(Annotation records)

++++++

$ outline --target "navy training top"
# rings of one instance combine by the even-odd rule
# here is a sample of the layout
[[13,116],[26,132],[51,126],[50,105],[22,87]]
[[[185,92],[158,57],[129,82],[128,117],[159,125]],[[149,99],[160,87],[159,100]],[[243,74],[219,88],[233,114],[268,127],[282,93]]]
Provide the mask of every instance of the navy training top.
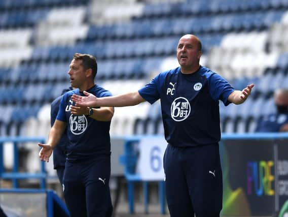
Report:
[[162,72],[138,92],[151,104],[160,99],[166,141],[187,147],[220,141],[219,100],[228,105],[234,90],[220,75],[200,66],[191,74],[182,73],[180,67]]
[[280,128],[288,123],[288,113],[271,114],[258,121],[256,132],[278,133]]
[[[98,98],[112,96],[109,91],[97,85],[86,91]],[[67,160],[88,160],[103,155],[110,156],[111,121],[100,121],[84,115],[71,114],[70,106],[75,104],[71,100],[73,94],[84,96],[79,89],[66,92],[62,98],[56,117],[67,124],[67,135],[70,143],[67,147]]]
[[[60,102],[62,97],[62,96],[57,97],[51,103],[50,113],[50,123],[51,127],[53,126],[58,114]],[[67,137],[65,130],[58,143],[53,149],[53,165],[54,169],[56,169],[59,166],[65,166],[66,147],[68,146],[69,142],[69,139]]]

++++++

Rewrite the entire listing above, substituting "dark sweatshirt" for "navy training top" at every occurrence and changing nothing else. Leave out the pictures.

**Final result**.
$ outline --target "dark sweatshirt"
# rings of one instance combine by the even-odd rule
# here is a sample of the layout
[[13,116],[26,132],[51,126],[50,105],[22,87]]
[[[185,92],[158,57],[129,82],[128,117],[159,125]],[[149,99],[160,87],[159,100]],[[243,74],[219,88],[233,114],[268,127],[282,93]]]
Provide the mask of every instance of the dark sweatshirt.
Report:
[[162,72],[138,92],[151,104],[160,99],[166,141],[187,147],[220,141],[219,100],[228,105],[234,90],[220,75],[200,66],[191,74],[182,73],[180,67]]
[[280,128],[288,123],[288,113],[271,114],[258,121],[256,132],[278,133]]
[[[98,98],[112,96],[109,91],[97,85],[86,91]],[[67,160],[88,160],[103,155],[110,156],[111,121],[100,121],[84,115],[71,114],[70,106],[75,104],[71,100],[73,94],[84,96],[79,89],[66,92],[62,98],[56,117],[67,124],[67,135],[70,143],[67,147]]]
[[[60,102],[62,97],[62,96],[57,97],[51,103],[50,113],[50,123],[51,127],[53,126],[58,114]],[[67,137],[65,130],[58,143],[53,149],[53,165],[54,169],[56,169],[59,166],[65,166],[66,147],[68,146],[69,142],[69,139]]]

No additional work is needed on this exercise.